抽出テキスト:
● ● ● ● ● ● ●
1.「組換えDNA実験指針」の表2又は表3に掲げられているものにあっては上記項目のうち既知のものは省略することができる。
2.GILSP又はカテゴリー1の製造に用い得る組換え体の備えるべき性質基準についてはOECD「工業、農業及び環境で組換え体を利用する際の安全性の考察に関する勧告」(1986年)を基礎とする。
*1:工業的利用の場においては、宿主と同程度に安全であり、外界においては限られた増殖能力しか示さず環境に悪い影響を及ぼさないこと。
*2:宿主との比較による組換え体の非病原性、有害生理活性物質の非生産に関する資料を添付すること。
● ● ● ● ● ● ●
解答すべき設問:
a) 抽出テキストから、「2.GILSP又はカテゴリー」で始まり「に関する資料を添付すること。」で終わる部分を一字一句変えずに出力せよ。
b) 抽出テキストの「*1」の注記が、工業的利用の場における組換え体に求めている条件をすべて挙げよ。
c) 抽出テキストによると、組換え体の備えるべき性質基準の基礎とされるOECDの勧告は何年のものか。

資料抜粋:
● ● ● ● ● ● ●
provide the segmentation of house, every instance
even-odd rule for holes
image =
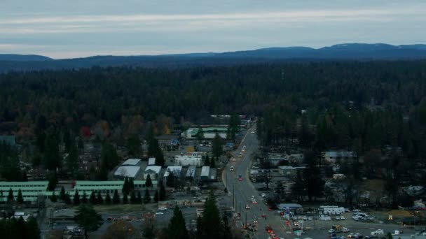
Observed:
[[[161,166],[150,165],[147,166],[146,168],[145,168],[145,171],[144,171],[144,179],[146,180],[146,178],[149,175],[149,178],[151,178],[151,180],[157,180],[158,179],[160,171]]]
[[[164,173],[164,178],[167,178],[169,174],[173,173],[176,177],[180,177],[182,172],[182,166],[168,166]]]
[[[177,155],[174,157],[174,164],[200,166],[202,164],[202,158],[201,156]]]
[[[139,166],[142,161],[141,159],[129,159],[121,164],[121,166]]]
[[[222,138],[226,138],[226,133],[228,132],[228,128],[226,126],[221,127],[194,127],[189,128],[186,131],[183,132],[181,136],[186,139],[196,139],[198,133],[199,129],[202,129],[202,134],[204,139],[212,139],[216,136],[216,132]]]
[[[136,178],[141,171],[139,166],[122,166],[118,167],[114,172],[114,177],[117,178],[124,178],[125,177]]]
[[[297,171],[292,166],[282,166],[278,167],[278,173],[282,175],[292,178],[296,176]]]
[[[268,156],[268,161],[273,166],[276,166],[282,161],[289,161],[289,158],[287,156],[277,154],[270,154]]]
[[[175,147],[179,145],[178,136],[163,134],[156,136],[156,138],[158,140],[158,145],[160,147],[163,149]]]
[[[188,167],[188,170],[186,171],[186,174],[185,175],[185,179],[188,180],[192,180],[195,178],[195,171],[197,168],[195,166],[189,166]]]
[[[202,166],[201,168],[201,180],[208,180],[210,175],[210,166]]]
[[[156,165],[156,158],[149,158],[148,159],[148,165]]]
[[[357,153],[352,151],[326,151],[322,154],[322,159],[329,163],[340,163],[341,161],[354,159]]]

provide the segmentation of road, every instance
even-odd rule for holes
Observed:
[[[252,131],[256,131],[255,127],[255,126],[253,126],[247,131],[238,148],[233,152],[236,161],[231,161],[228,164],[226,167],[226,173],[224,179],[231,196],[233,198],[235,198],[234,205],[235,212],[240,212],[241,224],[244,224],[246,223],[246,218],[247,224],[253,223],[254,219],[258,219],[258,231],[252,233],[253,238],[267,238],[268,234],[265,230],[265,226],[267,224],[273,227],[275,233],[279,237],[284,237],[284,234],[288,235],[286,233],[286,231],[288,230],[284,220],[280,218],[276,211],[268,211],[268,207],[262,201],[262,198],[249,180],[249,171],[252,157],[259,150],[259,140],[257,140],[256,134],[252,133]],[[241,152],[243,145],[246,145],[247,147],[246,152],[242,157],[238,157],[238,155]],[[234,166],[235,169],[233,172],[229,171],[231,166]],[[242,175],[242,181],[238,181],[239,175]],[[254,197],[258,203],[257,205],[252,204],[251,201],[252,196]],[[245,209],[246,205],[250,206],[249,210]],[[262,214],[266,215],[266,219],[261,217]],[[285,238],[288,238],[288,236],[286,236]]]
[[[230,161],[226,166],[226,171],[223,177],[224,182],[228,189],[229,195],[231,197],[231,201],[234,201],[234,206],[235,212],[240,212],[240,223],[242,226],[246,223],[253,223],[255,219],[258,219],[257,229],[258,231],[254,233],[250,233],[254,238],[268,238],[265,226],[268,224],[272,226],[275,233],[279,238],[296,238],[297,236],[292,233],[290,228],[289,228],[285,222],[279,215],[277,211],[268,211],[268,206],[262,201],[262,198],[260,196],[259,191],[256,190],[252,182],[249,180],[249,171],[251,166],[251,161],[254,154],[259,151],[259,140],[256,133],[252,133],[252,131],[255,131],[255,126],[249,129],[247,134],[243,138],[241,144],[238,148],[233,152],[233,157],[236,159],[236,161]],[[243,145],[246,145],[246,152],[242,157],[238,157],[238,154],[241,152]],[[231,166],[234,167],[234,171],[231,172],[229,168]],[[242,175],[242,180],[238,181],[238,175]],[[254,196],[258,202],[257,205],[252,203],[251,198]],[[249,210],[246,210],[246,205],[250,206]],[[261,215],[264,214],[266,215],[266,219],[262,218]],[[363,235],[369,235],[370,232],[378,229],[383,229],[385,232],[393,231],[394,230],[404,230],[404,234],[415,233],[413,229],[401,228],[401,226],[393,224],[380,224],[380,223],[364,223],[352,221],[350,218],[352,214],[348,213],[345,215],[348,219],[345,221],[328,221],[322,222],[319,220],[300,222],[303,223],[304,226],[310,229],[315,229],[305,231],[306,234],[301,238],[328,238],[329,234],[327,230],[331,227],[333,224],[342,224],[351,229],[351,233],[361,233]],[[316,224],[316,226],[314,224]]]

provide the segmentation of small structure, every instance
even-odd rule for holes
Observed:
[[[124,161],[121,166],[139,166],[142,161],[141,159],[129,159]]]
[[[173,173],[176,177],[179,177],[181,172],[182,171],[182,166],[168,166],[164,173],[164,178],[167,178],[169,174]]]
[[[185,179],[188,180],[193,180],[195,178],[196,168],[195,168],[195,166],[188,167],[188,171],[186,171],[186,174],[185,175]]]
[[[282,166],[278,167],[278,173],[287,177],[294,177],[296,175],[296,170],[294,167]]]
[[[209,176],[210,175],[210,166],[202,166],[201,168],[201,176],[200,178],[202,180],[208,180],[209,179]]]
[[[356,157],[357,153],[352,151],[326,151],[322,154],[322,159],[329,163],[340,163]]]
[[[138,166],[122,166],[114,172],[114,177],[118,178],[128,177],[135,179],[137,177],[140,171],[141,167]]]
[[[194,155],[177,155],[174,157],[174,164],[179,166],[200,166],[202,164],[201,156]]]
[[[0,143],[4,143],[11,146],[15,146],[15,136],[0,136]]]
[[[160,171],[161,171],[161,166],[149,166],[145,168],[145,171],[144,171],[144,179],[146,180],[148,175],[151,178],[151,180],[157,180],[158,179],[158,175],[160,175]]]
[[[151,157],[151,158],[148,159],[148,165],[149,166],[156,165],[156,158]]]

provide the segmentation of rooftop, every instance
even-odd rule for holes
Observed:
[[[135,166],[123,166],[114,172],[114,176],[135,178],[140,171],[141,167]]]
[[[146,167],[146,168],[145,168],[145,172],[147,172],[150,170],[156,172],[156,173],[160,173],[160,171],[161,171],[161,166],[149,166]]]
[[[122,166],[137,166],[140,164],[142,159],[129,159],[126,160]]]

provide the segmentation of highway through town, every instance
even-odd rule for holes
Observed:
[[[236,161],[231,161],[227,165],[224,180],[231,196],[235,201],[235,212],[240,212],[240,222],[241,224],[246,223],[246,218],[247,224],[253,224],[254,221],[257,219],[259,222],[256,225],[258,231],[252,233],[254,238],[268,238],[268,234],[265,230],[266,224],[272,226],[278,237],[284,237],[284,233],[286,233],[288,229],[284,221],[280,218],[276,211],[268,210],[268,206],[263,202],[261,196],[249,179],[252,158],[259,151],[259,140],[256,134],[252,133],[252,131],[255,131],[255,126],[249,129],[238,148],[233,152],[233,155],[236,159]],[[245,152],[243,153],[242,157],[238,157],[238,155],[244,145],[246,145]],[[231,166],[233,166],[234,171],[230,171],[229,168]],[[239,175],[242,175],[242,181],[238,180]],[[252,203],[252,196],[254,197],[258,204]],[[250,209],[246,210],[246,205],[248,205]],[[262,217],[261,215],[266,215],[266,217]],[[288,238],[288,236],[285,236],[285,238]]]
[[[256,133],[252,133],[252,131],[256,131],[255,126],[249,129],[238,148],[233,152],[233,156],[236,159],[235,161],[231,161],[226,167],[222,175],[222,179],[225,183],[228,195],[231,197],[231,201],[234,201],[233,206],[235,208],[236,212],[240,213],[240,219],[236,222],[239,223],[239,226],[242,226],[247,222],[247,224],[253,224],[254,220],[257,219],[257,229],[256,232],[250,232],[249,233],[253,238],[268,238],[268,235],[265,230],[266,224],[269,224],[278,238],[297,238],[291,231],[291,229],[286,225],[285,221],[280,216],[275,210],[268,210],[268,206],[262,201],[259,193],[256,190],[254,186],[249,179],[249,171],[251,168],[251,161],[255,153],[259,152],[259,140]],[[241,152],[243,146],[246,145],[245,152],[242,157],[238,157],[238,154]],[[234,167],[234,171],[230,171],[230,167]],[[238,175],[242,176],[241,181],[238,180]],[[254,196],[258,204],[252,203],[252,197]],[[246,205],[250,206],[250,209],[246,210]],[[263,218],[261,215],[266,215],[266,219]],[[320,220],[314,221],[301,221],[308,228],[312,229],[306,231],[306,234],[302,236],[304,238],[328,238],[329,234],[327,233],[327,230],[331,227],[333,224],[341,224],[343,226],[347,226],[351,229],[351,233],[361,233],[363,235],[370,235],[370,232],[378,229],[383,229],[385,231],[393,231],[394,230],[403,230],[404,234],[413,234],[415,233],[413,229],[401,227],[399,225],[394,224],[383,224],[383,223],[364,223],[360,222],[352,221],[351,213],[345,213],[347,220],[345,221],[329,221],[324,222]],[[247,218],[247,221],[246,221]],[[316,223],[316,226],[315,223]],[[340,235],[343,236],[343,235]]]

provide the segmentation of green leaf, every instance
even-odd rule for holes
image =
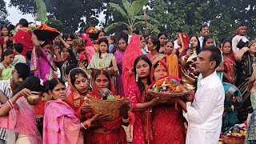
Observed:
[[[122,25],[126,25],[128,26],[126,23],[123,22],[114,22],[114,23],[112,23],[110,25],[109,25],[108,26],[106,26],[105,29],[104,29],[104,31],[106,33],[109,32],[110,30],[115,28],[116,26],[120,26]]]
[[[133,16],[137,15],[143,8],[149,0],[134,1],[130,6],[130,14]]]
[[[38,12],[38,20],[44,22],[47,18],[46,6],[43,0],[36,0],[36,5]]]
[[[138,15],[138,16],[135,16],[134,17],[136,19],[138,19],[138,20],[145,20],[145,17],[144,15]],[[148,21],[150,21],[150,22],[155,22],[155,23],[158,23],[159,22],[156,19],[154,19],[154,18],[152,17],[150,17],[150,16],[146,16],[146,19]]]
[[[130,3],[128,2],[128,0],[122,0],[122,5],[126,10],[127,14],[130,15]]]
[[[118,5],[113,3],[113,2],[109,2],[109,5],[110,7],[117,10],[118,13],[120,13],[123,17],[128,18],[127,14]]]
● ● ● ● ● ● ●
解答一覧:
a)
2.GILSP又はカテゴリー1の製造に用い得る組換え体の備えるべき性質基準についてはOECD「工業、農業及び環境で組換え体を利用する際の安全性の考察に関する勧告」(1986年)を基礎とする。
*1:工業的利用の場においては、宿主と同程度に安全であり、外界においては限られた増殖能力しか示さず環境に悪い影響を及ぼさないこと。
*2:宿主との比較による組換え体の非病原性、有害生理活性物質の非生産に関する資料を添付すること。

b)
宿主と同程度に安全であること
外界においては限られた増殖能力しか示さないこと
環境に悪い影響を及ぼさないこと

c) 1986年